Information given —
-=-=-

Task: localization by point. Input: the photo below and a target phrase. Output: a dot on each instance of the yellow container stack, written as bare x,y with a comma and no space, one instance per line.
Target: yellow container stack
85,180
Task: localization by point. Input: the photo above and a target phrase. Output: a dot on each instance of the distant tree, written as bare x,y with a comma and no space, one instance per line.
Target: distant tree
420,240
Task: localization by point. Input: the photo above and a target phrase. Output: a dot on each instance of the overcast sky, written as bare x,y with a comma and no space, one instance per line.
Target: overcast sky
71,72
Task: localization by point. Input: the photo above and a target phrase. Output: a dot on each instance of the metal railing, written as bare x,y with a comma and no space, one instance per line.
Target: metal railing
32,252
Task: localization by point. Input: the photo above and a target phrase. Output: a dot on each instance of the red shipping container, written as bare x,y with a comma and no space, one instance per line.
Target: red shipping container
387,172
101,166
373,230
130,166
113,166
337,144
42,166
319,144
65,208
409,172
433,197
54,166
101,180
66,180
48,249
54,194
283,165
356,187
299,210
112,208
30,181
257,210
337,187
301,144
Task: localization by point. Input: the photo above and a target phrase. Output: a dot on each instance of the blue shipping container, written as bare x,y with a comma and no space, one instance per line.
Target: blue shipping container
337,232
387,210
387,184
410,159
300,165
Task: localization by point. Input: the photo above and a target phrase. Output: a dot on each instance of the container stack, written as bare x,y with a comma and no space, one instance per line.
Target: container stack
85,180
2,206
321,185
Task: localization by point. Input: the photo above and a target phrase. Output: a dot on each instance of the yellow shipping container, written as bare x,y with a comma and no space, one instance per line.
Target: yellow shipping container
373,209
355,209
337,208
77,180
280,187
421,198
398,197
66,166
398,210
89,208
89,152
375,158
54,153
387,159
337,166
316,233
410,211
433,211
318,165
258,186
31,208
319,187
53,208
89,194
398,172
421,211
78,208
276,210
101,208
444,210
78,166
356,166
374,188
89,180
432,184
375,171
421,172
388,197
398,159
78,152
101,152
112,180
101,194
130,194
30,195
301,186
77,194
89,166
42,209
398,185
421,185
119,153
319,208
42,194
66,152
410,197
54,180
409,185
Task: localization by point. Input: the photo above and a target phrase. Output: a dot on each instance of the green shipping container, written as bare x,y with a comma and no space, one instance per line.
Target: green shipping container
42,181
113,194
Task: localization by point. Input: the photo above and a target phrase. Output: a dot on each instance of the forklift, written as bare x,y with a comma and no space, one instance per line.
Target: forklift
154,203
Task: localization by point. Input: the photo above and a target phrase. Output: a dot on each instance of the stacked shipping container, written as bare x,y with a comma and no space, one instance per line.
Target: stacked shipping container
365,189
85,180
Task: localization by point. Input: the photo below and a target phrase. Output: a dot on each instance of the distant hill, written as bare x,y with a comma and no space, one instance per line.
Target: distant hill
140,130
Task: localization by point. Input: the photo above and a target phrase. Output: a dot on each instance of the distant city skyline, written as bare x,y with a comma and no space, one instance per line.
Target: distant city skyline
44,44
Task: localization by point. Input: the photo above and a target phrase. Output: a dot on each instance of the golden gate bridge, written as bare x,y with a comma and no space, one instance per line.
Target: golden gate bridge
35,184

-=-=-

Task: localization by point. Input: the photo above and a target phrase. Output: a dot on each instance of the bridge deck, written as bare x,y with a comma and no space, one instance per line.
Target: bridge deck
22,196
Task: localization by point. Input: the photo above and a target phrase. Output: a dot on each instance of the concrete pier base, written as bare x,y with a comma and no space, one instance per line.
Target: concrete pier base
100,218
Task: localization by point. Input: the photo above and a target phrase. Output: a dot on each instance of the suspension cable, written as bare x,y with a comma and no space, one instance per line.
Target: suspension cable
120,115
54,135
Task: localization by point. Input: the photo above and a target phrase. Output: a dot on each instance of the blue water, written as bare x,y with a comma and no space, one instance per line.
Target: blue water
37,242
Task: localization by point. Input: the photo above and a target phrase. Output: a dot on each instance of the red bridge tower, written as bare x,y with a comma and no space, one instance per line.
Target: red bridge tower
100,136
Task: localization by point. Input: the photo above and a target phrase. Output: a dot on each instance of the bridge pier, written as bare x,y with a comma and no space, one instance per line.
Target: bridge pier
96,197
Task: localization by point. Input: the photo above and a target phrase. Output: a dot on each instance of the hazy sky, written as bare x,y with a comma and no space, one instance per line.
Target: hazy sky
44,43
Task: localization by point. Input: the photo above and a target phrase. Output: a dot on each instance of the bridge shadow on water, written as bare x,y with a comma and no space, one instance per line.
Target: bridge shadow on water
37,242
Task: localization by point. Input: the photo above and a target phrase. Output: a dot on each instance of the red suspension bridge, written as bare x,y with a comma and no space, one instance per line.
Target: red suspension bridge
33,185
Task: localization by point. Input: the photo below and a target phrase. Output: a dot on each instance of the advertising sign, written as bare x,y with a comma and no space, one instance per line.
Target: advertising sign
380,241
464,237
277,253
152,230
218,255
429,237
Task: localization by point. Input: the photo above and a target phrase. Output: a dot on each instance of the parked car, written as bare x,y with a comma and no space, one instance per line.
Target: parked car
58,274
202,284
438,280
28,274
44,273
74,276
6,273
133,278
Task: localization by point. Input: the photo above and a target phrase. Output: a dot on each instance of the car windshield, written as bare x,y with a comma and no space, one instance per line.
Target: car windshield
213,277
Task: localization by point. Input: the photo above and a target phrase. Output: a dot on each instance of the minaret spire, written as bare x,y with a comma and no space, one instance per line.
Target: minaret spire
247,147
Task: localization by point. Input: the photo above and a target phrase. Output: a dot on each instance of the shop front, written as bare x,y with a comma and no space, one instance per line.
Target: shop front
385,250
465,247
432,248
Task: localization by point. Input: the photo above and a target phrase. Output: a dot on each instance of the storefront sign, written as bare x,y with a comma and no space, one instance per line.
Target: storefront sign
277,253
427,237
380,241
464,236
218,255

-=-=-

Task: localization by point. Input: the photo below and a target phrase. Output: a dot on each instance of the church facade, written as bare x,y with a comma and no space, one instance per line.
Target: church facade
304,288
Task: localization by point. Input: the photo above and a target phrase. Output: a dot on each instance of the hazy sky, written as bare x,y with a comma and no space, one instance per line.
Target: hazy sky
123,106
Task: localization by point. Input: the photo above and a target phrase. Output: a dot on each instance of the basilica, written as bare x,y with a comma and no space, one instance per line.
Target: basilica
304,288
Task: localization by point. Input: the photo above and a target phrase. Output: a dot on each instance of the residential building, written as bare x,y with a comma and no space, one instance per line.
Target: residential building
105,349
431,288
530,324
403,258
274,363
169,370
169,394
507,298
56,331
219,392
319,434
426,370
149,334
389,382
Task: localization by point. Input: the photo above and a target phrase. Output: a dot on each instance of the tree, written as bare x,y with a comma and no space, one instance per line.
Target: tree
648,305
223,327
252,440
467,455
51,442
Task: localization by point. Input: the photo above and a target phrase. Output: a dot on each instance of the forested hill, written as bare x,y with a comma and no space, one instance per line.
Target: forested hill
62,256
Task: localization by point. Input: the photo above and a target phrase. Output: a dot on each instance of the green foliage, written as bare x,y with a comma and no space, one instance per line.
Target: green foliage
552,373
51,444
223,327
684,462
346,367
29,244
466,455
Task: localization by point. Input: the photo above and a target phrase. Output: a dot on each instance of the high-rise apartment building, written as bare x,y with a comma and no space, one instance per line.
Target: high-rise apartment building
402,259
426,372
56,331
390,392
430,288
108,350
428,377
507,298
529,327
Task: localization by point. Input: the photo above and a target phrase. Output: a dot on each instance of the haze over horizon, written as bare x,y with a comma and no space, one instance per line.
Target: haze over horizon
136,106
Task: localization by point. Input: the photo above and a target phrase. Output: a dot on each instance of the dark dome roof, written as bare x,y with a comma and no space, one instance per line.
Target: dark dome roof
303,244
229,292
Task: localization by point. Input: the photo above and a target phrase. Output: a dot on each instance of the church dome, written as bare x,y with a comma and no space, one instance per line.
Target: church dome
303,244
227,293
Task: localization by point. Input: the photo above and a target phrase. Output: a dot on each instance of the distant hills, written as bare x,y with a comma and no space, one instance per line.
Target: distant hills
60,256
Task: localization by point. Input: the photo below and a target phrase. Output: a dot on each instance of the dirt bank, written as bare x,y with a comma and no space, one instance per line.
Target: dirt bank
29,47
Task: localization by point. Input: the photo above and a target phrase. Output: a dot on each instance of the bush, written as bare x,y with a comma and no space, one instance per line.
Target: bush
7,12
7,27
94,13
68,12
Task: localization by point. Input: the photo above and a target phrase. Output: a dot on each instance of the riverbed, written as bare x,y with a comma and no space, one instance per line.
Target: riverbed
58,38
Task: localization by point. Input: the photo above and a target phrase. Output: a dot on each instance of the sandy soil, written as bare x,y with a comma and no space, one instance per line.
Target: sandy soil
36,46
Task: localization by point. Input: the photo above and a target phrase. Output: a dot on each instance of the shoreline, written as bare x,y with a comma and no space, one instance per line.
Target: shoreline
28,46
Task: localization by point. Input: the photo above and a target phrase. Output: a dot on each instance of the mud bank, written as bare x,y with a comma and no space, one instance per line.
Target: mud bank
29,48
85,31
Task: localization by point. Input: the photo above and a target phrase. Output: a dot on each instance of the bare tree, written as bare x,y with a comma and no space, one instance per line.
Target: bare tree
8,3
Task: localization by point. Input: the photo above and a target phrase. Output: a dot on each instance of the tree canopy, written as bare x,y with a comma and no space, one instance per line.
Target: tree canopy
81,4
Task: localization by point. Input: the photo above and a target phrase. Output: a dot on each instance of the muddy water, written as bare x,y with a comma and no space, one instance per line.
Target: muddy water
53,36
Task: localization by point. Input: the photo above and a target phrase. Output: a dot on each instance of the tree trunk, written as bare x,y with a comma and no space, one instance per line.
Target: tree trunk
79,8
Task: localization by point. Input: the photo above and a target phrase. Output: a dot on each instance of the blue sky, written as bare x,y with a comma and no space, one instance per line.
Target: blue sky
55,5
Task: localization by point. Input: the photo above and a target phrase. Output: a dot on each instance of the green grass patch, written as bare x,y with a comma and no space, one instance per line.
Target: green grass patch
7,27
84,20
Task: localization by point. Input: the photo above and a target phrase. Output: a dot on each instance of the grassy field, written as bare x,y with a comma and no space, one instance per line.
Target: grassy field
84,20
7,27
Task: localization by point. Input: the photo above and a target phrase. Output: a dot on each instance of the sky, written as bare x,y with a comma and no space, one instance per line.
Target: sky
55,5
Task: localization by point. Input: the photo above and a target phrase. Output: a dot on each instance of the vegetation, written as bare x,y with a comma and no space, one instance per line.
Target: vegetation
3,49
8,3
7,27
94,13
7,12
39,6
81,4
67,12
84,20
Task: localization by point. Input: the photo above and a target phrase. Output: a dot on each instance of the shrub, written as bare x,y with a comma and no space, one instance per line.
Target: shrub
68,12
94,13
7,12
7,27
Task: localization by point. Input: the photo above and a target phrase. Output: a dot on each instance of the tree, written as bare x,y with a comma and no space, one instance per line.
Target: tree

-=-=-

Work task — Return only the lines between the one holding "Target: metal railing" and the one holding "the blue shipping", inclusive, exactly as they appear above.

Written answer —
Target: metal railing
32,252
Task: localization by point. Input: the photo above and a target phrase. Output: a dot on each instance of the red shipping container, written as bare x,y with a comma and no space, one instance per line.
Target: red shipping container
387,172
101,166
373,230
130,166
113,166
337,144
42,166
319,144
65,208
409,172
433,197
54,166
101,180
66,180
48,249
54,194
283,165
356,187
299,210
112,208
30,181
257,210
337,187
301,144
Task: localization by point. Input: the photo above and a target phrase. Output: a dot on each instance of the blue shipping container, written as bare x,y with a comma and no space, one instance per line.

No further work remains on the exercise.